* Text extract *
···
Straight to the heart of Romans – a second free chapter

Straight to the heart of Romans – a second free chapter July 22, 2011

Today I can share with you by kind permission of Monarch the second chapter of my friend Phil Moore’s new book Straight to the heart of Romans. The third will be made available to those who subscribe to my email newsletter.

 

IT’S PERSONAL (1:1-7)

“… the gospel of God … regarding his Son.” (Romans 1:1&3)

Romans may be brilliant, but it isn’t easy reading. It is the sixth of Paul’s thirteen New Testament letters and the only one he wrote to a church which he had neither planted nor visited,[1] which often makes it feel more like a lecture than a letter. Paul livens up his monologue by heckling himself with questions, and tries to build bridges by naming lots of mutual friends in chapter 16, but none of this can stop Romans from feeling like a theological essay. It lacks the intimacy of 1 Thessalonians or the tailor-made teaching of 1 Corinthians. But don’t let that fool you that this letter isn’t personal.

Romans isn’t primarily about sin or righteousness or justification or the role of Israel. It is about “the gospel of God … regarding his Son”. In case we miss that Paul’s message is primarily about a person, he also urges Timothy in another letter to “Remember Jesus Christ, raised from the dead, descended from David. This is my gospel.”[2]

We need to note this as we start Romans, because so many people read the letter as a Gospel formula that sin plus the cross plus repentance equals justification. Unless we grasp that the Gospel is about a Jewish man, descended from King David, who was revealed as God’s Son when he raised him from the dead, then we will misunderstand Paul’s teaching in 10:9.[3] We will treat it as a call to respond to the Gospel by following a formula, when in fact it is a call to respond to the Lord Jesus as a person.

Paul was not saying anything new to the Romans. This was, after all, how the Roman church began. Its earliest members had been there on the Day of Pentecost to hear the first Gospel sermon in Acts 2. After eight verses which responded to the crowd’s immediate question, Peter launched into a message which began with “Jesus of Nazareth…” and which ended fifteen verses later with “God has made this Jesus, whom you crucified, both Lord and Christ.”

Other church members had been there when Peter preached a Gospel sermon to a crowded room of Romans in Acts 10. Cornelius gave him carte blanche to preach anything he wanted – “We are all here in the presence of God to listen to everything the Lord has commanded you to tell us” – and Peter chose to give a ten-verse biography of Jesus which recounted his baptism, his experience of the Holy Spirit, his healing ministry, his death and resurrection, and his post-resurrection appearances. He told them Jesus was Lord and that unless they received his forgiveness they would face his judgment.
···
* Given entries *
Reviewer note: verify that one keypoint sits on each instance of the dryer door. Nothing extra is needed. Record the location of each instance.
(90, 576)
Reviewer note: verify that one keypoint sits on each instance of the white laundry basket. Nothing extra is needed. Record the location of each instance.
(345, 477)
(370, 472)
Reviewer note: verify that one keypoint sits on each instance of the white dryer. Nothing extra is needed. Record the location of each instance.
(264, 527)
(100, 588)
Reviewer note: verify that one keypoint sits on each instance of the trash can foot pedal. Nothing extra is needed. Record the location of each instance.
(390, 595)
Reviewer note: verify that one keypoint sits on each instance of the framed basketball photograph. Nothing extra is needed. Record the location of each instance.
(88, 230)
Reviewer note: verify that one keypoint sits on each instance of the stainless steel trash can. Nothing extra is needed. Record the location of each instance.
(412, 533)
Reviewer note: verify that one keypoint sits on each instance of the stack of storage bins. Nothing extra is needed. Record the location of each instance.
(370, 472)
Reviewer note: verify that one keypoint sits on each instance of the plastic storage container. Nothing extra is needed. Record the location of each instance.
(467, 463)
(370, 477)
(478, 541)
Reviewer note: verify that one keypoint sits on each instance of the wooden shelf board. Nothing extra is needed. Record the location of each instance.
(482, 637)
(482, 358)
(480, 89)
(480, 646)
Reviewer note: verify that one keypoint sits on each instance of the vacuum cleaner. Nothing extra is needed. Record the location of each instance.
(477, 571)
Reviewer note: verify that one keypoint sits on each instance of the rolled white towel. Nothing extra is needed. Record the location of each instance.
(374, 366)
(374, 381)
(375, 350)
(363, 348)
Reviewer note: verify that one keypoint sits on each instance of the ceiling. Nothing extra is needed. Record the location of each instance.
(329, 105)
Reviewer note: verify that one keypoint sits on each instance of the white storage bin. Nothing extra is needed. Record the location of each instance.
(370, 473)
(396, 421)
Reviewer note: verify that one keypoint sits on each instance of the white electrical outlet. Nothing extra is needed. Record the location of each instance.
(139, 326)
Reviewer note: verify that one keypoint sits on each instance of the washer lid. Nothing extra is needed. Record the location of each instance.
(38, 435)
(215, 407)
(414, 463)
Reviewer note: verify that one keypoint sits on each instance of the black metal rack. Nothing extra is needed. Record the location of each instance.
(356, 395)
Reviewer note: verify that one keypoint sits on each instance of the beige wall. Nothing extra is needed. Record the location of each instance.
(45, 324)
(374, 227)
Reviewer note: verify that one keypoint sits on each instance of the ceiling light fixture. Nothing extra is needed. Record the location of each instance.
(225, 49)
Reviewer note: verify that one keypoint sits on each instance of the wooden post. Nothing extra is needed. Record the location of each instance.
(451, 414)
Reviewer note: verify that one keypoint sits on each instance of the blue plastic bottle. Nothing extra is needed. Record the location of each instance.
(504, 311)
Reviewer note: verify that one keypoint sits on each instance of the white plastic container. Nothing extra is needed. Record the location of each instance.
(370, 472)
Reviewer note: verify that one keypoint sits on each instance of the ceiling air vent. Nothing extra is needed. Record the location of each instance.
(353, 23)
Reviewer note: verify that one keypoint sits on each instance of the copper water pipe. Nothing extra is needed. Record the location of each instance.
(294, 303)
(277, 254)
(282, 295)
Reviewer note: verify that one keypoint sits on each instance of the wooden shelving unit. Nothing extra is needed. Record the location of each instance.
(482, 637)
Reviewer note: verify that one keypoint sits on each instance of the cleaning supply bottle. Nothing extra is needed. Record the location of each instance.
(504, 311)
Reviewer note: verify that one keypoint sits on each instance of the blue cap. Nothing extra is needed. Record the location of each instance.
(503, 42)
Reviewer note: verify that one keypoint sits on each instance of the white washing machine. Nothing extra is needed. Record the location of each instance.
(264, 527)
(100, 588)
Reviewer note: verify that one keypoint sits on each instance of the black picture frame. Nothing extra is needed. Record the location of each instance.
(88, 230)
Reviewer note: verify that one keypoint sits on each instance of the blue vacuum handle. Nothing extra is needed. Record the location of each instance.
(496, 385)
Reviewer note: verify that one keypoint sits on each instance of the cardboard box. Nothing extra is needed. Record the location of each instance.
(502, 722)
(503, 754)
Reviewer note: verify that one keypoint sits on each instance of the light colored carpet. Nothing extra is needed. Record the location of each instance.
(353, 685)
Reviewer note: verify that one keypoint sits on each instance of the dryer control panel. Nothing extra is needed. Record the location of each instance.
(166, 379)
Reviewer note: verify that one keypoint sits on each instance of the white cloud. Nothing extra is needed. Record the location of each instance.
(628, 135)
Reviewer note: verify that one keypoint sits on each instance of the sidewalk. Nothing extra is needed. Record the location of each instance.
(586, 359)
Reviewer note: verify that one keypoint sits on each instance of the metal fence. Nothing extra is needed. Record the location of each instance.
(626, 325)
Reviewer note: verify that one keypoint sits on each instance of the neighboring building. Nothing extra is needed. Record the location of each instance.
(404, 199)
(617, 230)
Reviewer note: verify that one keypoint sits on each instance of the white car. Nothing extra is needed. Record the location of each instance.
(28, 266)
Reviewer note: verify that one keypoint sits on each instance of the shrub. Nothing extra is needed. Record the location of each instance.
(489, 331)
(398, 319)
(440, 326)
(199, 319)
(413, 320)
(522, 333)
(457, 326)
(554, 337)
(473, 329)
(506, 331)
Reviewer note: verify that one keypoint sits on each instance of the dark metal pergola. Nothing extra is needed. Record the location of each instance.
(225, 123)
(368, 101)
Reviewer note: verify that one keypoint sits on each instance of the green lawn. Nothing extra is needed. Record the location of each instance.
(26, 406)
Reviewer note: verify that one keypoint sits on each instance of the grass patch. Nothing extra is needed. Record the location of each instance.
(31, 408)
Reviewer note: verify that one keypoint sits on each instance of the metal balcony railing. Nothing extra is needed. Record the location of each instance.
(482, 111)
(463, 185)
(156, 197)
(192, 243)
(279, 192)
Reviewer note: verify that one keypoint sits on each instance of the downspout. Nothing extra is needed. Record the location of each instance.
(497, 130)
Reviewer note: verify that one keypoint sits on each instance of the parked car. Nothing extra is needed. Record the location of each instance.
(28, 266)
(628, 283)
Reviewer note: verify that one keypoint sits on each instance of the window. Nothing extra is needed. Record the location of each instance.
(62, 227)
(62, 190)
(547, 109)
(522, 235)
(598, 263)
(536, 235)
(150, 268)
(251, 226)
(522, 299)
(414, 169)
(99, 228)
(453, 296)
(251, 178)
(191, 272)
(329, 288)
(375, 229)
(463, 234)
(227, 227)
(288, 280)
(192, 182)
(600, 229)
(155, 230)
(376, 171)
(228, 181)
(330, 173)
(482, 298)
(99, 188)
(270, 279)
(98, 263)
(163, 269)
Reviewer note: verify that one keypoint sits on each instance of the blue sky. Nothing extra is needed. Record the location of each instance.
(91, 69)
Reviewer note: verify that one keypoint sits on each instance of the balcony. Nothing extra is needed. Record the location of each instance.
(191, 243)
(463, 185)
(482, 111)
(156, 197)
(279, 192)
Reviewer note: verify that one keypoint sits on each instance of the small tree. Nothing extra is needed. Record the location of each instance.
···
* Exercise directions *
Quote the Romans chapter word for word, starting at "IT’S PERSONAL (1:1-7)" and ending at "letter isn’t personal.".

* Output *
IT’S PERSONAL (1:1-7)

“… the gospel of God … regarding his Son.” (Romans 1:1&3)

Romans may be brilliant, but it isn’t easy reading. It is the sixth of Paul’s thirteen New Testament letters and the only one he wrote to a church which he had neither planted nor visited,[1] which often makes it feel more like a lecture than a letter. Paul livens up his monologue by heckling himself with questions, and tries to build bridges by naming lots of mutual friends in chapter 16, but none of this can stop Romans from feeling like a theological essay. It lacks the intimacy of 1 Thessalonians or the tailor-made teaching of 1 Corinthians. But don’t let that fool you that this letter isn’t personal.